What you will do: Repeat only the lines below from the one containing "Provide a point for each instance of the weathered" through the one containing "Provide a point for each instance of the ornate", inclusive, exactly as written.

[Stored data entries]
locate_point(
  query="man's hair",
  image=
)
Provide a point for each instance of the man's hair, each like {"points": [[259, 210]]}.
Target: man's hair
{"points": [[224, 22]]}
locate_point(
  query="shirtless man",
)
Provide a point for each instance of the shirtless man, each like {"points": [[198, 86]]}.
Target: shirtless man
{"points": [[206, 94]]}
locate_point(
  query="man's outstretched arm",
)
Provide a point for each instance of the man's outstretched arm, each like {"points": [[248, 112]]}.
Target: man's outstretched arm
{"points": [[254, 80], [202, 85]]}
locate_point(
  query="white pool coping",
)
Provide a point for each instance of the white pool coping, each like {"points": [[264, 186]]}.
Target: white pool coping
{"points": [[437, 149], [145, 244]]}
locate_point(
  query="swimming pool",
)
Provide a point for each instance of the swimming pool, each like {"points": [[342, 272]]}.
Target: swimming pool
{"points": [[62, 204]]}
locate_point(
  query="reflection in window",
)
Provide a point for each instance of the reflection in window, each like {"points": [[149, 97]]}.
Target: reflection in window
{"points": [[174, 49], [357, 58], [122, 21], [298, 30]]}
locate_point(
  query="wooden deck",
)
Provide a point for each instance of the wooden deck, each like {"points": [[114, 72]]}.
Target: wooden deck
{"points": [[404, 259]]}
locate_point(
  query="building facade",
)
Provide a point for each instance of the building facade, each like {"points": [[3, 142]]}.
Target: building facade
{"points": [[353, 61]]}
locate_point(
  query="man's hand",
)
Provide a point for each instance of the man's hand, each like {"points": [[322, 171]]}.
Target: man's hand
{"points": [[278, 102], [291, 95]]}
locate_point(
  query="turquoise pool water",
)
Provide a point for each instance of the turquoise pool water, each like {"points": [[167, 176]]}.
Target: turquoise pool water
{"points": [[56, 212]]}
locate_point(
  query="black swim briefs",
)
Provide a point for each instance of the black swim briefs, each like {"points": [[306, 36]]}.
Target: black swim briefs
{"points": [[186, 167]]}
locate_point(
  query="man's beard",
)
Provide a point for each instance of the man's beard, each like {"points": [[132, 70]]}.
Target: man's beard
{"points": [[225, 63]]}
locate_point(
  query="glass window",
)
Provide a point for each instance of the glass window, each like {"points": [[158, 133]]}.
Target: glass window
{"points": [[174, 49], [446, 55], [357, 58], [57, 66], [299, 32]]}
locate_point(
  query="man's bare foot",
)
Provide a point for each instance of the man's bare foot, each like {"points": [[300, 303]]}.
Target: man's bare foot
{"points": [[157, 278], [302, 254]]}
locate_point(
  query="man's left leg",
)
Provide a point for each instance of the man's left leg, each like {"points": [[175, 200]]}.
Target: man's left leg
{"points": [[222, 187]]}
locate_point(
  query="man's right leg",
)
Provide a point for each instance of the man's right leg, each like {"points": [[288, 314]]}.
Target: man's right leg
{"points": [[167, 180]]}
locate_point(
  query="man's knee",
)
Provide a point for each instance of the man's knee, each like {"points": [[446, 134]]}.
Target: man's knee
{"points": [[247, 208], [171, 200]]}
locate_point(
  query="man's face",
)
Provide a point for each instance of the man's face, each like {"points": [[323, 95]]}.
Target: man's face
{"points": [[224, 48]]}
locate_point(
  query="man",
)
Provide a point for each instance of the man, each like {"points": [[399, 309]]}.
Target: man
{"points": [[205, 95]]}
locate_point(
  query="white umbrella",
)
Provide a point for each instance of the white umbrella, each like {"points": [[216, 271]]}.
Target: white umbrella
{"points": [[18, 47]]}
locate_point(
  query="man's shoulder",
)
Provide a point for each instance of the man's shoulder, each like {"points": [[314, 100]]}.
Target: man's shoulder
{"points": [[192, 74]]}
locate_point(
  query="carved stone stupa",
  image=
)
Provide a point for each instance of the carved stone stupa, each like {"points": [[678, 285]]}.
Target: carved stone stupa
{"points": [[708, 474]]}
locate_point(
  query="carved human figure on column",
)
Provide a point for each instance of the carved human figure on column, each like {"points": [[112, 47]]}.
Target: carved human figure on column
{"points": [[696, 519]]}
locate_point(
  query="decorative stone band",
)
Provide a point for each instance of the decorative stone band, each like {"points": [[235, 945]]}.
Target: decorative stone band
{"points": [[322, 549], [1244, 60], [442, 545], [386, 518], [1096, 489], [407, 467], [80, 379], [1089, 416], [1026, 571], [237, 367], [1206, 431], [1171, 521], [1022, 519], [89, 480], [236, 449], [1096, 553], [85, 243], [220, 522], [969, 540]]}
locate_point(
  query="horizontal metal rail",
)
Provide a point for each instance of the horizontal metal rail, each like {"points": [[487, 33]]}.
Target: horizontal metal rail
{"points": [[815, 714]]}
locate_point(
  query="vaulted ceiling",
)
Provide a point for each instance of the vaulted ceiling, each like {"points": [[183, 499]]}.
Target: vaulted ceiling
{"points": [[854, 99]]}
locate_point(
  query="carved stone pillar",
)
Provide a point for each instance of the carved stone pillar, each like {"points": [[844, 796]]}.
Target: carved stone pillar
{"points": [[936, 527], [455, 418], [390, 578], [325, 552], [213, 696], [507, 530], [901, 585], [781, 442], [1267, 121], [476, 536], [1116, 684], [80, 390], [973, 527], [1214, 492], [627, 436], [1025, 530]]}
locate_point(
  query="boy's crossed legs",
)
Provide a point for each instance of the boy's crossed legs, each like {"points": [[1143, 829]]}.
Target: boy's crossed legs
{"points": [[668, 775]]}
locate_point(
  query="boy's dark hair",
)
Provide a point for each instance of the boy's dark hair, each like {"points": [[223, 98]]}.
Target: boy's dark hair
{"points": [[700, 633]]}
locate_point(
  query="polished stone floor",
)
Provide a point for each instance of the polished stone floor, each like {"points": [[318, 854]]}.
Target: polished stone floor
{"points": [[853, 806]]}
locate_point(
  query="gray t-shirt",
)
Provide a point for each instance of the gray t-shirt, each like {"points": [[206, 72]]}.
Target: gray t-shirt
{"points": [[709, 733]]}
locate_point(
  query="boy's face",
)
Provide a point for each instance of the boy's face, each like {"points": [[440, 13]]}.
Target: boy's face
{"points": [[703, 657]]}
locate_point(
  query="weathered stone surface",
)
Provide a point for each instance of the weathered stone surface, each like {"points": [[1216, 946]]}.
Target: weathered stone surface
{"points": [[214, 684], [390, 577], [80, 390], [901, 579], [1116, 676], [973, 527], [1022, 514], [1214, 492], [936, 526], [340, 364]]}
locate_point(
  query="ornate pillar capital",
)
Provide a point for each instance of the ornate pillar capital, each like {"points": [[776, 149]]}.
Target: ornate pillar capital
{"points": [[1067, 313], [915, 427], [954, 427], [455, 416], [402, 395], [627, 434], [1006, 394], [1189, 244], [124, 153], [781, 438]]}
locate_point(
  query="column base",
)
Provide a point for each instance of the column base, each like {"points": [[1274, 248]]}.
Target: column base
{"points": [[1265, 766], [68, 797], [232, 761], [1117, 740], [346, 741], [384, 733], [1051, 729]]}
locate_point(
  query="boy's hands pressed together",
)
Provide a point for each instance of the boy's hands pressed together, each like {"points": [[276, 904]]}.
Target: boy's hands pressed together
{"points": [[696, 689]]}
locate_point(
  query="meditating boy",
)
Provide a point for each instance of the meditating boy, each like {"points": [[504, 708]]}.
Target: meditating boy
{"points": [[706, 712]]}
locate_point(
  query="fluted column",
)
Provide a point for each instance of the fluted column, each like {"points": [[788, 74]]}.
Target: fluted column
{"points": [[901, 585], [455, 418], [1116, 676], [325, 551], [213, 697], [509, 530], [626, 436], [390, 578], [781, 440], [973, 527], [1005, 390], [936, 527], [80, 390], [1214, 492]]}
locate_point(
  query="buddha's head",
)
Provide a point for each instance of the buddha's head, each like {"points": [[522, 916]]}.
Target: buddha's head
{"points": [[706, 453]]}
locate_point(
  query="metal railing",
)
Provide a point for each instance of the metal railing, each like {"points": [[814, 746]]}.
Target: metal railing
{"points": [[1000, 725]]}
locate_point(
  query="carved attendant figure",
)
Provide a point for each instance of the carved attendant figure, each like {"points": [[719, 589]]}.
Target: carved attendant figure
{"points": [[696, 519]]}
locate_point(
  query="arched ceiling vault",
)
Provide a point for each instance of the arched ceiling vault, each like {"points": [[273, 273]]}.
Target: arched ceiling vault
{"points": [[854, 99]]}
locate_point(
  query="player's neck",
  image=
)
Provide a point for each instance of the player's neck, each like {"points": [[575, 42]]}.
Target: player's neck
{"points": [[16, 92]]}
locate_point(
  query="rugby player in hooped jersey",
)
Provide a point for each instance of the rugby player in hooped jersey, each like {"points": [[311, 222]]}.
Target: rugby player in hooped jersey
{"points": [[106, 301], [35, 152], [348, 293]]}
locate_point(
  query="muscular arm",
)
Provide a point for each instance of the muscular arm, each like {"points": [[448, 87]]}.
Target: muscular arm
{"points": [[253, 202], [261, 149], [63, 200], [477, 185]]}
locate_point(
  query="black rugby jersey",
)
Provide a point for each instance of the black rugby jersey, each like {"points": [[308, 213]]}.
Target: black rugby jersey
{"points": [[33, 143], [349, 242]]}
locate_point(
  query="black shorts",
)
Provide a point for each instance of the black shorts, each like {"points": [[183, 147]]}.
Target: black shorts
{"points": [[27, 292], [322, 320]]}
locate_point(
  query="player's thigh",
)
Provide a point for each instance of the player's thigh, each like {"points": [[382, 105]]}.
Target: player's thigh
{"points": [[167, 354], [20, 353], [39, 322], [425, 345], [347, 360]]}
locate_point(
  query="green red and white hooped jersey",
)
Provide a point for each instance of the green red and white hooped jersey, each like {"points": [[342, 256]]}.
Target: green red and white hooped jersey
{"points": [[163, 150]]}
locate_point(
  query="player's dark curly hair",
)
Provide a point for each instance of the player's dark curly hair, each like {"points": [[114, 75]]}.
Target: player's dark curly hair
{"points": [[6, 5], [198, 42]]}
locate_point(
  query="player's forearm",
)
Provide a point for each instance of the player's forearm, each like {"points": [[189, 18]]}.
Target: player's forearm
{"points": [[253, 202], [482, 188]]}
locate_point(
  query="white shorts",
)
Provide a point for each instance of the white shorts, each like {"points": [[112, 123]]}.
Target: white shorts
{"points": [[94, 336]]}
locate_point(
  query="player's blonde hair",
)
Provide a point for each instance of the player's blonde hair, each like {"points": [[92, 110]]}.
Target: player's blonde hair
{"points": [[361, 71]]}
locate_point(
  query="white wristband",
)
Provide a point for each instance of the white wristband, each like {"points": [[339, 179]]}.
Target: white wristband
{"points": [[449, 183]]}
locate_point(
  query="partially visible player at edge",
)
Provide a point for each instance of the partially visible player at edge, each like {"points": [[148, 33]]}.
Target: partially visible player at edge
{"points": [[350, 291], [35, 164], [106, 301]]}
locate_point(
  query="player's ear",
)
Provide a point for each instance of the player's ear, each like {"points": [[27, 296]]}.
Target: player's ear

Answer to the exercise:
Provide a point for each instance of the weathered stone surface, each like {"points": [[1216, 946]]}.
Target: weathered stone surface
{"points": [[214, 684], [390, 577], [80, 390], [901, 579], [1116, 676], [973, 527], [1022, 514], [1214, 492], [936, 526], [340, 364]]}
locate_point(
  query="ornate pillar capital",
)
Provide a point for each instance of the ornate pillar capital, each like {"points": [[776, 149]]}.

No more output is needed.